- [原文节选]

= = = =

统计学系系列讲座之276-279期

统计学系系列讲座之276期

时间：2017 年 12月18日（星期一）14:30-15:30

地点：史带楼303室

主持人：张新生教授复旦大学管理学院统计学系

主题：Sure Explained Variability and Independence Screening

主讲人：陈敏研究员中国科学院数学与系统科学研究院

简介：陈敏研究员现任中国科学院数学与系统科学研究院统计科学研究中心常务副主任，曾任中国科学院数学与系统科学研究院副院长。目前，他还有《数理统计与管理》主编、《应用数学学报（中文版）》副主编、全国统计方法应用技术标准化委员会主任委员、中国数学会副理事长、中国统计教育学会副会长等多项社会兼职。其主要研究方向为：金融统计与风险管理、非线性时间序列的统计分析、非参数统计估计和检验的大样本理论等。

摘要：In the era of Big Data, extracting the most important exploratory variables available in ultrahigh dimensional data plays a key role in scientific researches. Existing researches have been mainly focusing on applying the extracted exploratory variables to describe the central tendency of their related response variables. For a response variable, its variability characteristic is as much important as the central tendency in statistical inference. This paper focuses on the variability and proposes a new model-free feature screening approach: sure explained variability and independence screening (SEVIS). The core of SEVIS is to take the advantage of recently proposed asymmetric and nonlinear generalized measures of correlation in the screening. Under some mild conditions, the paper shows that SEVIS not only possesses desired sure screening property and ranking consistency property, but also is a computational convenient variable selection method to deal with ultrahigh-dimensional data sets with more features than observations. The superior performance of SEVIS, compared with existing model-free methods, is illustrated in extensive simulations. A real example in ultrahigh-dimensional variable selection demonstrates that the variables selected by SEVIS better explain not only the response variables, but also the variables selected by other methods.

统计学系系列讲座之279期

时间：2017 年 12月21日（星期四）14:30-15:30

地点：史带楼205室

主持人：黄达博士复旦大学管理学院统计学系

主题：Combining multiple observational data sources to estimate causal effects

主讲人：丁鹏博士

加利福尼亚大学伯克利分校

简介：Peng Ding is an Assistant Professor in the Department of Statistics, UC Berkeley. He obtained B.S. in math, B.A. in economics and M.S. in statistics from Peking University, and Ph.D. in statistics from Harvard University. His research interest is causality.

= = = =

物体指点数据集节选
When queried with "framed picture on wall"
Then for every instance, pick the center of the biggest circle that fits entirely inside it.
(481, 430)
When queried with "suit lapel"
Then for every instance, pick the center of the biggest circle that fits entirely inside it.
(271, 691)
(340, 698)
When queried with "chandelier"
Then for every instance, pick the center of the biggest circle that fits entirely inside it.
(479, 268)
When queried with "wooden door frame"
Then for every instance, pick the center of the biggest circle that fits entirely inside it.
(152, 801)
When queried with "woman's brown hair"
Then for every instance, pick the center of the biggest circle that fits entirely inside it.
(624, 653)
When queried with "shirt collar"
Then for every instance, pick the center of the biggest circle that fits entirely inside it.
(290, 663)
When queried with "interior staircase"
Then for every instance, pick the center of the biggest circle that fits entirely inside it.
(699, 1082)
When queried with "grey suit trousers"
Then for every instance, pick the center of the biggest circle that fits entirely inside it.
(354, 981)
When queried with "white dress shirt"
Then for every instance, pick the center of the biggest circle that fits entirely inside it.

= = = =

- [练习任务]
[a] 选出列表中所有含有字符串"queried"的行，逐行抄出，大小写须一致。
[b] 请从统计学系讲座通知的最后一句之后接着往下写。

- [参考答案]
[a]
When queried with "framed picture on wall"
When queried with "suit lapel"
When queried with "chandelier"
When queried with "wooden door frame"
When queried with "woman's brown hair"
When queried with "shirt collar"
When queried with "interior staircase"
When queried with "grey suit trousers"
When queried with "white dress shirt"

[b]
摘要：The era of big data has witnessed the increasing availability of multiple data sources for statistical analyses. As an important example in causal inference, we consider estimation of causal effects combining big main data with unmeasured confounders and smaller validation data with supplementary information on these confounders. Under the unconfoundedness assumption with completely observed confounders, the smaller validation data allow for constructing consistent estimators for causal effects, but the big main data can only give error-prone estimators in general. However, by leveraging the information in the big main data in a principled way, we can improve the estimation efficiencies while still preserve the consistencies of the initial estimators based solely on the validation data. The proposed framework incorporates asymptotically normal initial estimators, including the commonly-used regression imputation, weighting, and matching estimators, and does not require a correct specification of the model relating the unmeasured confounders with the observed variables. Coupled with appropriate bootstrap procedures, our method is straightforward to implement requiring only software routines for existing estimators.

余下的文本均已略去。